───── RECORDS FOR PROCESSING
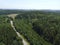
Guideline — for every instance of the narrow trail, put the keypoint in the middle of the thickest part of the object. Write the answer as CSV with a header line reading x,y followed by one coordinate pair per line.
x,y
18,34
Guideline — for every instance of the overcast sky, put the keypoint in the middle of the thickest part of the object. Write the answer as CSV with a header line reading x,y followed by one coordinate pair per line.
x,y
30,4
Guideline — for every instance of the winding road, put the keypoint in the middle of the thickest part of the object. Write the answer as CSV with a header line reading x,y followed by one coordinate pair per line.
x,y
19,35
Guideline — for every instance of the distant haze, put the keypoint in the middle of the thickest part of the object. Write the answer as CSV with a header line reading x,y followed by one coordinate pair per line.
x,y
30,4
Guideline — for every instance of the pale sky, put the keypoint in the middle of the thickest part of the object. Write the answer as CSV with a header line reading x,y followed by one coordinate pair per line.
x,y
30,4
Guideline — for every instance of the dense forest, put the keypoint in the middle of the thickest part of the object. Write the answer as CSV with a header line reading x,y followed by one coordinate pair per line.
x,y
7,35
39,27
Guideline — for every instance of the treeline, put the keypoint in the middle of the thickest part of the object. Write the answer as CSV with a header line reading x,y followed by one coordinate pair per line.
x,y
45,25
7,34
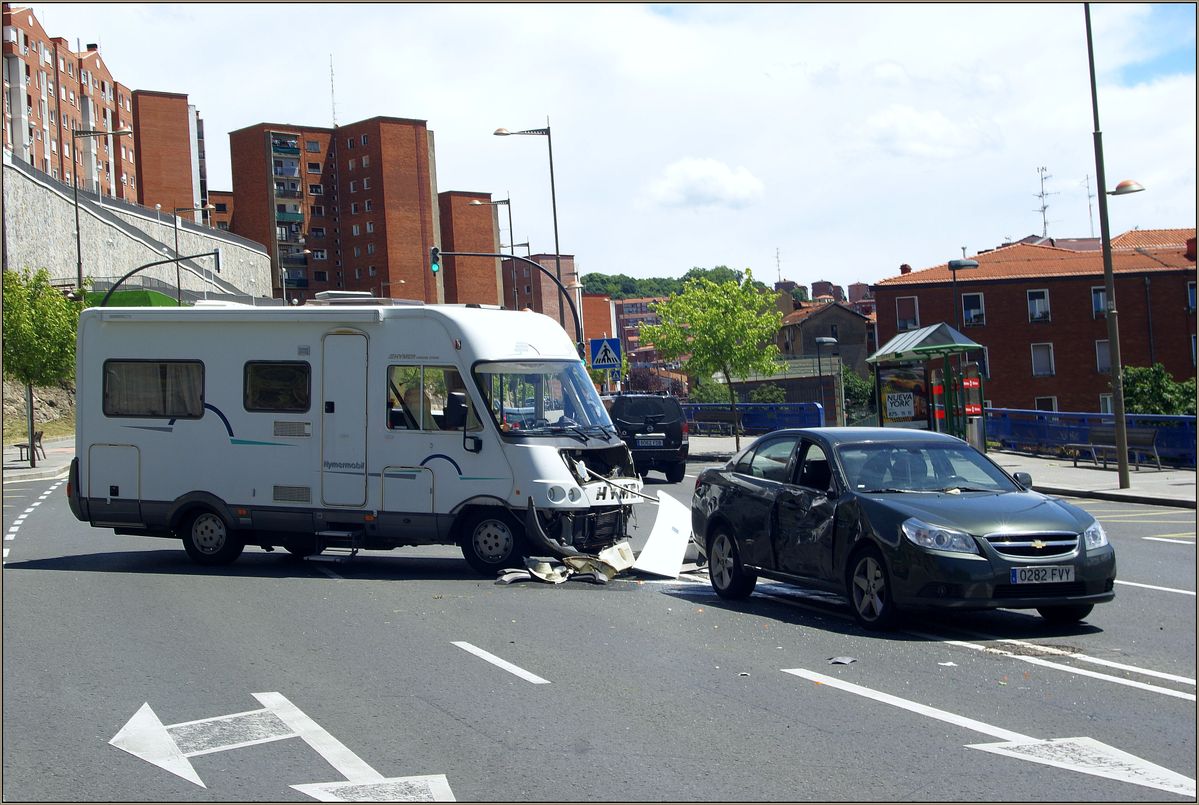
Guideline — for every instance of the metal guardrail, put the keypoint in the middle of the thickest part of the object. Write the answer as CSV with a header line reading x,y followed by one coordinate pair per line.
x,y
1049,432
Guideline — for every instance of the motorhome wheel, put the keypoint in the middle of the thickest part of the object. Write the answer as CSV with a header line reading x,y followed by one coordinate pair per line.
x,y
209,541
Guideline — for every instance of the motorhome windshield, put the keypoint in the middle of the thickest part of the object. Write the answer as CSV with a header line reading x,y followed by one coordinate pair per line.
x,y
541,397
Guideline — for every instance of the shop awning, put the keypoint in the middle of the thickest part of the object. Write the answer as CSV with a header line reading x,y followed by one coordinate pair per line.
x,y
934,341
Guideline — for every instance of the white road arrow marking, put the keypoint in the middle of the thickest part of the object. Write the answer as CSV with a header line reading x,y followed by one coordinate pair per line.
x,y
169,746
1084,755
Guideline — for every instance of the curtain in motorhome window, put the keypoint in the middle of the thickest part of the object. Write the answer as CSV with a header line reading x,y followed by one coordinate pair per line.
x,y
160,389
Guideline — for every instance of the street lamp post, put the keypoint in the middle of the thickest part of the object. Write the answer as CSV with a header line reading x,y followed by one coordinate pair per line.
x,y
74,184
1109,283
174,220
955,266
823,341
553,200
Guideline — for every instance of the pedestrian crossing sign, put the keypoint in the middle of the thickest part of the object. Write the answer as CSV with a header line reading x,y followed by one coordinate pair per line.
x,y
606,353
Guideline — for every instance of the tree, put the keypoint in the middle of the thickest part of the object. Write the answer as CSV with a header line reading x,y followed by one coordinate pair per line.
x,y
725,328
38,335
1151,390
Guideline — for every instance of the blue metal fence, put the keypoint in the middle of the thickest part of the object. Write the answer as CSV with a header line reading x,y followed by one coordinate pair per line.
x,y
1049,432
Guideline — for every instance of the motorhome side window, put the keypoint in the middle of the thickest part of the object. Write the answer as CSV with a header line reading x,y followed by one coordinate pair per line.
x,y
282,386
428,398
158,389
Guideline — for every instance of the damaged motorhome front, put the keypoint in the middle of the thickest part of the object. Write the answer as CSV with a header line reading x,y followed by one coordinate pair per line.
x,y
345,427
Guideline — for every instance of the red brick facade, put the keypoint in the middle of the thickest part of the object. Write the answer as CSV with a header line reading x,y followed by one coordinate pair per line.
x,y
1155,302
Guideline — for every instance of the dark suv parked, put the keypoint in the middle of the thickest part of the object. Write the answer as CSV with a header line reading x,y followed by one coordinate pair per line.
x,y
654,427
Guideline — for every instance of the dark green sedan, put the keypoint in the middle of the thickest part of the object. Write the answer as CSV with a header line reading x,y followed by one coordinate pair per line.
x,y
897,520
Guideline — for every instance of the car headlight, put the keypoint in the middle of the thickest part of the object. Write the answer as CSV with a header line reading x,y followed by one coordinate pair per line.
x,y
938,538
1095,536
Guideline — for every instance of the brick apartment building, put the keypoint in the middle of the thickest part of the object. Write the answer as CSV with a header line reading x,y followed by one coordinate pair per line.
x,y
50,91
351,208
1038,313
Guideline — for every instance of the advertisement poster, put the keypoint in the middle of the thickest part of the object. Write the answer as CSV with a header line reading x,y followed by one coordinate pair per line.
x,y
904,397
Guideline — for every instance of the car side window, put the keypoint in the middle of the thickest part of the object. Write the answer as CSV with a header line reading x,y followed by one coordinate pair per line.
x,y
815,472
771,460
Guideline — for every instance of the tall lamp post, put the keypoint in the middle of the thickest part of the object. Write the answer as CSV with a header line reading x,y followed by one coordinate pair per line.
x,y
553,202
174,218
512,238
74,182
955,266
1109,283
823,341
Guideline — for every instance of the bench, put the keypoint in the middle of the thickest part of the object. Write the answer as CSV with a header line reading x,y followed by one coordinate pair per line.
x,y
721,422
1102,440
38,450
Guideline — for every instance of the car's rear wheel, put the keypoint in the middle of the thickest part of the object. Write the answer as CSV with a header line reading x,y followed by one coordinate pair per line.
x,y
1067,613
729,578
869,589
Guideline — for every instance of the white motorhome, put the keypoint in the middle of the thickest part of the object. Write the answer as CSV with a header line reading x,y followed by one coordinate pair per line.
x,y
345,427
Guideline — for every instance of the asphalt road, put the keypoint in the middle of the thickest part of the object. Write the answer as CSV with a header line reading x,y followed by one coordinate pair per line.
x,y
639,690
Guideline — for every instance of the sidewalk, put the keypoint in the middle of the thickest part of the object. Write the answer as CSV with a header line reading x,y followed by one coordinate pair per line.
x,y
1164,487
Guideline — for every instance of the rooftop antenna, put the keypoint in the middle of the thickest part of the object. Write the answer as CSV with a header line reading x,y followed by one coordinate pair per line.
x,y
1090,210
1044,208
332,100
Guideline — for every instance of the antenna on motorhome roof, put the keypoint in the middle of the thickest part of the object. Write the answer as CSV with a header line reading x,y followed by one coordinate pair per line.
x,y
332,100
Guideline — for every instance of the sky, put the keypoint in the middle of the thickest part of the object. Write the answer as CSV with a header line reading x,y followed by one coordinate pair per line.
x,y
803,142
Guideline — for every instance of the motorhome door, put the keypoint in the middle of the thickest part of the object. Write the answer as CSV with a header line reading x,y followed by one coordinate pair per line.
x,y
343,432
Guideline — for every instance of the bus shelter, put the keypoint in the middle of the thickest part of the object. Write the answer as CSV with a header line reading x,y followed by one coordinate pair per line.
x,y
923,380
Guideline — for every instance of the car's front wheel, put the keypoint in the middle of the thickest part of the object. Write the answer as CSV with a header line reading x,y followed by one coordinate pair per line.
x,y
1066,614
869,590
729,578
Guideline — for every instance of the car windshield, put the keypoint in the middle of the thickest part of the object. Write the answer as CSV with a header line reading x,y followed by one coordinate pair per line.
x,y
541,397
920,467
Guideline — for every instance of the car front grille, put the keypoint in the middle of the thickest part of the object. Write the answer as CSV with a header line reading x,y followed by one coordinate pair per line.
x,y
1024,546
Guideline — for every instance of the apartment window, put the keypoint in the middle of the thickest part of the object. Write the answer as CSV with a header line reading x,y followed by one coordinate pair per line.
x,y
907,313
283,386
974,313
1042,360
1102,356
1038,305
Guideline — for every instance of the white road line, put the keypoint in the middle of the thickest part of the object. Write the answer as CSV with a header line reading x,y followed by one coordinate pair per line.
x,y
1059,666
907,704
1154,587
338,755
501,664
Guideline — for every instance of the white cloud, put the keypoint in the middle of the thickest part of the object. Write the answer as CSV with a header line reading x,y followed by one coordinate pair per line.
x,y
703,182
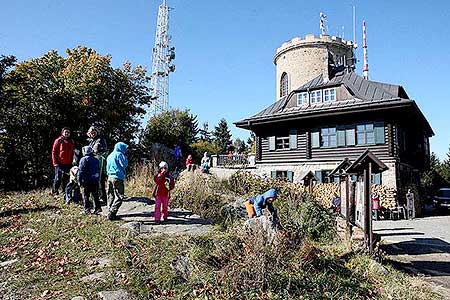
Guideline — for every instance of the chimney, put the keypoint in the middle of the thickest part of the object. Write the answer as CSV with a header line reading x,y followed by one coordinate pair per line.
x,y
366,64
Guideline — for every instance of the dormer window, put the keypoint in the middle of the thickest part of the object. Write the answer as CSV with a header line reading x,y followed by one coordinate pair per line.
x,y
284,85
316,97
329,95
302,99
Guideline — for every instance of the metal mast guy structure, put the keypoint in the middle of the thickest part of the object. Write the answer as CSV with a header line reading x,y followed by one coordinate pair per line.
x,y
163,55
366,63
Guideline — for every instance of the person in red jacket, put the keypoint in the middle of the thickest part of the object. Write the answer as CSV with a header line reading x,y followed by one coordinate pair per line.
x,y
62,157
164,184
190,165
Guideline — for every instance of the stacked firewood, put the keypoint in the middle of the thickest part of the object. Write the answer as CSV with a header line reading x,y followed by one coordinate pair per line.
x,y
325,192
387,196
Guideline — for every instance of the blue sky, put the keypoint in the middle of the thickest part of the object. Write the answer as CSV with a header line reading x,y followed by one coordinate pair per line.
x,y
225,48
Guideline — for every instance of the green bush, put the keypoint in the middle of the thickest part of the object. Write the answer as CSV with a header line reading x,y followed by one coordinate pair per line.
x,y
299,212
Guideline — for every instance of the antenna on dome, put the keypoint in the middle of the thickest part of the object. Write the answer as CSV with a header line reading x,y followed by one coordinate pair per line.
x,y
366,63
323,27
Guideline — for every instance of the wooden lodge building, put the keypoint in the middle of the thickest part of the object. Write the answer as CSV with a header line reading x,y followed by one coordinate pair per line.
x,y
325,113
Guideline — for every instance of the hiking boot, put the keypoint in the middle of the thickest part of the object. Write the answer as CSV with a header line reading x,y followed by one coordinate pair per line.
x,y
112,216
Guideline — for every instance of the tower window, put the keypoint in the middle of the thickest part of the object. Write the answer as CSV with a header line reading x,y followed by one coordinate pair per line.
x,y
302,99
284,85
316,97
329,95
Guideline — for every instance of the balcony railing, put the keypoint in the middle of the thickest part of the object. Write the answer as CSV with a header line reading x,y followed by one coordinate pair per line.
x,y
233,161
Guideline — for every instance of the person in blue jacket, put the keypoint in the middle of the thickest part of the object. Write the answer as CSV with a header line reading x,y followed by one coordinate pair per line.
x,y
88,177
116,164
255,205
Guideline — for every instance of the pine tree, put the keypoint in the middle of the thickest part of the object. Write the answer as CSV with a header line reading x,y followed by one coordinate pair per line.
x,y
445,168
222,135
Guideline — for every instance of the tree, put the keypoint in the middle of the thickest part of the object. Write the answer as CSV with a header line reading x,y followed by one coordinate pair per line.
x,y
251,141
171,127
222,135
205,135
42,95
241,146
445,168
200,147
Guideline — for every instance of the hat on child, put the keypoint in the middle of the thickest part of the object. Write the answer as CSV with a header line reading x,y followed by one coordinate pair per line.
x,y
87,150
163,164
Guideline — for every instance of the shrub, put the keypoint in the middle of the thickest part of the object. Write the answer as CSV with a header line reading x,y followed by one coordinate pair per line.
x,y
299,211
199,193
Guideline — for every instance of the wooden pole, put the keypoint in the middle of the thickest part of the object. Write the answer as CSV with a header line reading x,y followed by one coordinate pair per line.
──────────
THE PROBLEM: Copy out exactly the lines running from the line with "Guideline — for every instance of the hiking" to the end of the records, inclusive.

WORKED SOLUTION:
Guideline — for every instance of the hiking boot, put the keypoint in the middle of the thickest part of the object. Write the answer as CSV with a header line reading x,y followed by one coordinate pair per line.
x,y
112,216
Guideline — for every instance of the tower window, put the keypoint in the middle of the thickest part of the object. Write the answer as CSV with a header line reading x,y followed by one coordinate pair per line.
x,y
302,99
284,85
316,97
329,95
Guideline — for every instance of the balcony railing, put the keypoint in the middle of the thickest part of the object. Write the answer as CSV with a header line reading x,y followed by one coordinate pair per line.
x,y
233,161
Guideline — for every instance of the person in blue jacket, put the keypoint in the middle of the thickest part of the object. Write the answer as CSV with a header line reading x,y followed by one coordinate pair per line.
x,y
88,177
116,164
255,205
Guideline — for every instance of the pine tree, put the keypoint in the middle of the thickest part of the object. Write the answer as CSV with a header line reading x,y followed by one coordinate pair per line.
x,y
445,168
222,135
Guideline — for every instance of the tree, put the keypoint in the middle of the thickest part of the object. Write the answer as CSV with a header line reading x,y followed by one coordinate pair per line.
x,y
251,141
171,127
222,135
205,135
42,95
241,146
445,168
200,147
Guideline — for every instance of the hat on child, put the keypoint in the middle of the thickest part of the object. Write the answer as CSV with a header line reading x,y followed by one coordinate pair per line.
x,y
87,150
163,164
Guideline — for every instance of the shrub, put the keypoint in the middle of the thickest part of the object. Write the answer as CSV with a header line reading x,y followed by one coordinate pair per line.
x,y
299,211
199,193
Guideline — for every instance of the wooden pole, put the keypoint in the middle of the thickest part of the object. Write the answer as CSV with a header line reading x,y followed by one coordinate pair per line.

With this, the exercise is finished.